#### Aim:
Rewrite all of the material below, putting "your job is" wherever "your assignment is" appears and leaving everything else unchanged. Leave the pictures out of your answer.

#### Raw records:
#####
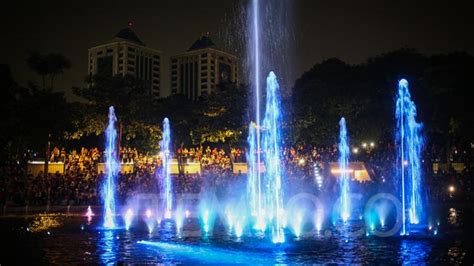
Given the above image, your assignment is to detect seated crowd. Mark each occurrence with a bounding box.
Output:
[0,145,473,205]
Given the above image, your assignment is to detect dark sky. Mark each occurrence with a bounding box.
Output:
[0,0,474,99]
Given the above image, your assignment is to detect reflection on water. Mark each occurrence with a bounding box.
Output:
[448,208,458,225]
[0,208,470,264]
[399,239,431,264]
[98,230,116,264]
[27,214,64,233]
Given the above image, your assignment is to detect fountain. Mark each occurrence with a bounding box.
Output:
[160,118,173,219]
[339,117,351,222]
[395,79,424,235]
[262,72,285,243]
[102,106,120,229]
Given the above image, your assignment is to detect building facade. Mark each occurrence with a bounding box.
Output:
[170,36,238,100]
[88,24,162,99]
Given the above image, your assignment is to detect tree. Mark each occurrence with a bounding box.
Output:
[72,75,161,150]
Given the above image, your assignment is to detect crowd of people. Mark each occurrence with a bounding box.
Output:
[0,145,473,205]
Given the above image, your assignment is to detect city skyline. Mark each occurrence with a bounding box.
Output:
[1,0,474,100]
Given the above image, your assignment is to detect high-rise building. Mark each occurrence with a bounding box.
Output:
[88,23,162,99]
[171,35,238,100]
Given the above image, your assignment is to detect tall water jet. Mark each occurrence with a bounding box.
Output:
[262,72,285,243]
[339,117,351,222]
[395,79,423,235]
[246,123,260,217]
[160,118,173,219]
[252,0,265,230]
[102,106,120,229]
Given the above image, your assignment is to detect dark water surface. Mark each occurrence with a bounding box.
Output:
[0,207,474,265]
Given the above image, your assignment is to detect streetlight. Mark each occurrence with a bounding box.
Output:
[448,185,456,193]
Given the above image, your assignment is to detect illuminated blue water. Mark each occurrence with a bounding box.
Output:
[102,106,120,229]
[395,79,425,235]
[339,117,351,222]
[0,209,473,265]
[262,72,285,243]
[160,118,173,215]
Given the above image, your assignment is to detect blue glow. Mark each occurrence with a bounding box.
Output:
[160,118,173,216]
[262,72,285,243]
[102,106,120,229]
[251,0,265,231]
[395,79,424,235]
[137,241,275,265]
[123,209,135,230]
[247,123,260,217]
[339,117,351,222]
[145,209,155,234]
[293,211,303,237]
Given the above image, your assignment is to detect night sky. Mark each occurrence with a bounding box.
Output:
[0,0,474,100]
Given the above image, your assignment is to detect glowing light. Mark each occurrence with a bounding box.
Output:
[395,79,424,235]
[174,209,184,234]
[339,117,351,222]
[247,71,284,243]
[145,209,153,219]
[235,222,244,237]
[165,210,171,219]
[293,212,303,237]
[85,206,95,224]
[124,209,134,230]
[313,163,323,188]
[202,210,209,233]
[102,106,120,229]
[226,211,234,231]
[160,118,173,216]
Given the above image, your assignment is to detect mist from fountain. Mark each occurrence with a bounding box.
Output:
[102,106,120,229]
[395,79,424,235]
[338,117,351,222]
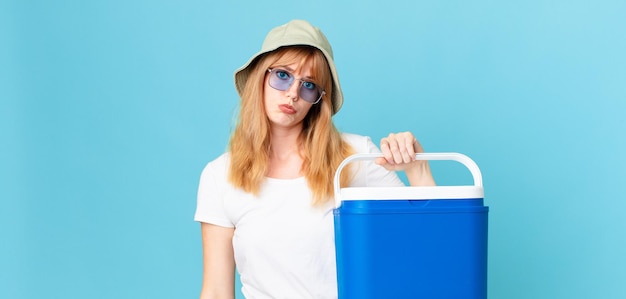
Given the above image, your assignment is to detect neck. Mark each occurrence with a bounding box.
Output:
[270,123,302,159]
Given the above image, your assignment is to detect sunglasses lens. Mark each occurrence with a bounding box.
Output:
[269,69,321,104]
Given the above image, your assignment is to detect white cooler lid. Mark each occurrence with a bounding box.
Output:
[340,186,484,201]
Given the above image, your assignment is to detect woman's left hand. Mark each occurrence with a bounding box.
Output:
[376,132,435,186]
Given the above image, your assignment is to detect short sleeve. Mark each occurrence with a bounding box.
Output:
[194,155,234,227]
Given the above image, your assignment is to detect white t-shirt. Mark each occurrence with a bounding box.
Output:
[195,134,404,299]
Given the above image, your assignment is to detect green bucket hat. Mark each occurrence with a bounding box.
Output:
[235,20,343,114]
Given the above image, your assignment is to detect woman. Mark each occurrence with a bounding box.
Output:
[195,20,434,298]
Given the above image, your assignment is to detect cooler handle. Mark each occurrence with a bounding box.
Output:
[333,153,483,208]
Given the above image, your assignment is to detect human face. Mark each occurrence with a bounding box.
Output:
[263,63,313,127]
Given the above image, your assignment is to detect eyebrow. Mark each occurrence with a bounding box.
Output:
[273,65,315,82]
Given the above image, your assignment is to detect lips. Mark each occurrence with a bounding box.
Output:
[278,104,297,114]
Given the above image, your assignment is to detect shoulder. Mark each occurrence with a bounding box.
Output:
[200,153,230,185]
[341,133,380,153]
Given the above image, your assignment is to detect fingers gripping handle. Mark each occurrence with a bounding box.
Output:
[333,153,483,208]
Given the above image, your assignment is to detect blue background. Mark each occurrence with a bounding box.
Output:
[0,0,626,299]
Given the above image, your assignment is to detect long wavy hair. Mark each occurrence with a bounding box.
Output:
[228,46,354,205]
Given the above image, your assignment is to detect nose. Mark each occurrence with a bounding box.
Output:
[285,79,301,102]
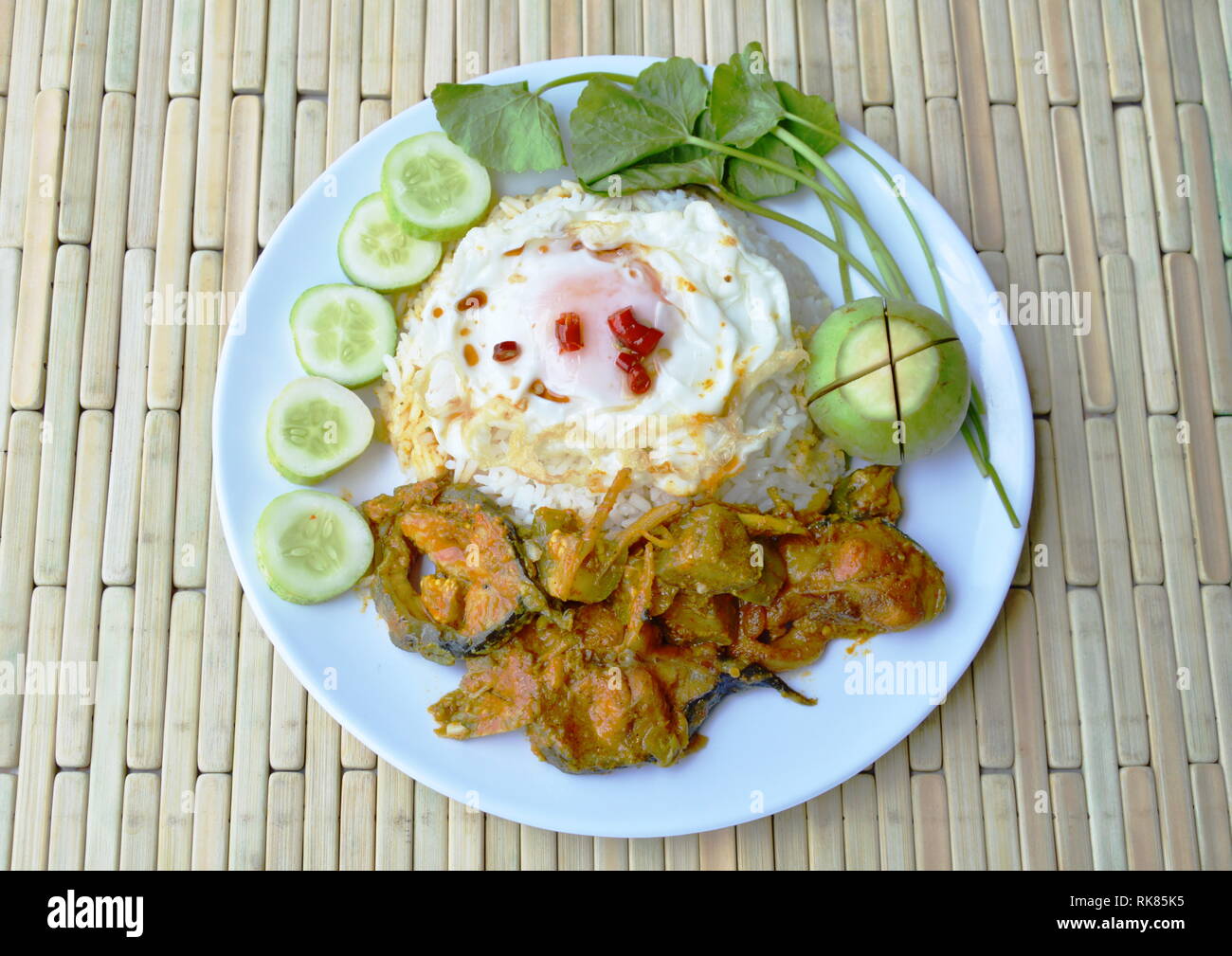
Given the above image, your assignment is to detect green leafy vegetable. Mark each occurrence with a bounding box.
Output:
[633,57,710,130]
[570,79,693,182]
[432,82,564,172]
[710,44,784,149]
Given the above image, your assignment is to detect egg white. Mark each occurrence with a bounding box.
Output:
[398,188,804,494]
#####
#### Solved problem:
Given the above image, your job is to detect seated crowd. Mark each occurrence with a bounding box.
Output:
[0,145,473,205]
Given the above image, your job is to detect dark sky. Mark each occurrence with a bounding box.
Output:
[0,0,474,99]
Given the above image, your job is to detect reflection on water. Mark each occurrence with a bounding box.
Output:
[448,208,458,225]
[0,208,470,264]
[399,239,431,264]
[98,230,116,264]
[27,214,64,233]
Given the above image, your job is to detect fountain. Mark each occurrence with a bounding box.
Output:
[160,118,173,219]
[339,117,351,222]
[395,79,424,235]
[262,72,285,243]
[102,106,120,229]
Given the above image, your job is to detect building facade. Mark each occurrence with a bounding box.
Output:
[170,36,238,100]
[88,24,162,99]
Given the above image, your job is to detect tree. Mark each occurrence with a bounding box.
Output:
[72,75,161,150]
Given the above image, your job is to detect crowd of people. Mark each occurrence with a bounding box.
Output:
[0,145,473,205]
Given the above image, your job is to detect city skyline. Mark each occurrence with a bounding box.
Output:
[1,0,474,100]
Given the above image, your job is to detect high-rise building. Mark each occurrence with a bounding box.
Output:
[88,23,162,99]
[171,35,238,100]
Given the above image, your job is to detect tall water jet. Mark each occurrence with a bounding box.
Output:
[262,72,285,243]
[339,117,351,222]
[395,79,423,235]
[246,123,260,217]
[160,118,173,219]
[252,0,265,230]
[102,106,120,229]
Given the above image, your job is to detect dark water surface. Mark each occurrence with a bounding box.
Output:
[0,207,474,265]
Given the above image, your job is to detect streetlight. Mark each occurrence with a bounding box.
Output:
[448,185,456,193]
Given the above image, your job is to detect illuminated blue water. Mark each occurrence with a bounding box.
Output:
[102,106,120,229]
[395,79,425,235]
[339,117,351,222]
[0,209,473,265]
[262,72,285,243]
[160,118,173,215]
Given the above image, your job is to detect blue glow. Mark each occurrence with a bounding box.
Output:
[160,118,173,216]
[262,72,285,243]
[102,106,120,229]
[251,0,265,231]
[395,79,424,235]
[137,241,275,265]
[123,209,135,230]
[247,123,260,217]
[339,117,351,222]
[145,209,155,234]
[293,211,303,237]
Given the above image, your job is to detect night sky. Mark each occurrence with a bounding box.
Output:
[0,0,474,100]
Given the above image, your job is to detect glowing light. Mark each occurrence with a bounding box.
Output:
[395,79,424,235]
[174,209,184,234]
[339,117,351,222]
[247,71,284,243]
[145,209,153,219]
[235,222,244,237]
[165,210,171,219]
[293,212,303,237]
[85,206,95,224]
[124,209,134,230]
[313,163,323,188]
[202,210,209,233]
[102,106,120,229]
[226,211,234,231]
[160,118,173,216]
Given the above image, your job is to detect mist from fountain. Mark each occurrence with a bounding box.
Output:
[102,106,120,229]
[395,79,424,235]
[338,117,351,222]
Given the above image, your job is to detect neck. Mark each occurrence with a bounding box.
Output:
[270,123,302,159]
Given the above image, your job is to detect sunglasses lens. Mark each occurrence with a bounding box.
Output:
[269,69,321,104]
Given the above image, your job is to detect white cooler lid. Mark each occurrence with a bounding box.
Output:
[340,186,484,201]
Given the above image, your job is to detect woman's left hand. Mark each occurrence with a bounding box.
Output:
[376,132,435,186]
Given the above image, your job is to detect short sleeve. Mark each occurrence with a bounding box.
Output:
[194,155,234,227]
Given the above image, your job is to detect white t-shirt. Mark each occurrence with a bounding box.
Output:
[195,134,404,299]
Given the above image, your job is to detect green bucket hat. Mark each occurrence with a bounding box.
Output:
[235,20,343,114]
Given the above image, your job is to detect woman. Mark each occurrence with a bounding box.
Output:
[195,20,434,298]
Given the above image, your job is to detect cooler handle. Mark each occurrence with a bounding box.
Output:
[333,153,483,208]
Given the above image, your job is to detect human face. Mark each occurrence with a bounding box.
Output:
[263,63,313,127]
Given the above image, your job is to detect eyebrow. Mark each occurrence with a bounding box.
Output:
[273,65,315,82]
Given the above image, your job is to detect lips. Mark each occurrence with a bounding box.
Output:
[278,104,297,114]
Given the above image, your job is to detect shoulder. Mark each occurrence with a bounding box.
Output:
[200,153,230,185]
[341,133,380,153]
Given the above image, your job is to detect fingers gripping handle. Mark each occurrence with a bounding box.
Output:
[333,153,483,208]
Given the above image, your job is to detect blue background. Mark each occurrence with a bounding box.
Output:
[0,0,626,299]
Given the above image, your job is to detect long wavy hair. Mark each occurrence with a bounding box.
Output:
[228,46,354,205]
Given the above image, your job is to detect nose. Mark each occurrence with a bounding box.
Output:
[285,79,301,102]
Given the above image, your job is to detect green leafy vegetable. Mark each occurrence with a bounding box.
Output:
[633,57,710,130]
[570,79,693,182]
[432,82,564,172]
[710,44,784,149]
Given the above image, your job is to detect egg white. Mark each occurrence with a bounding box.
Output:
[398,188,804,494]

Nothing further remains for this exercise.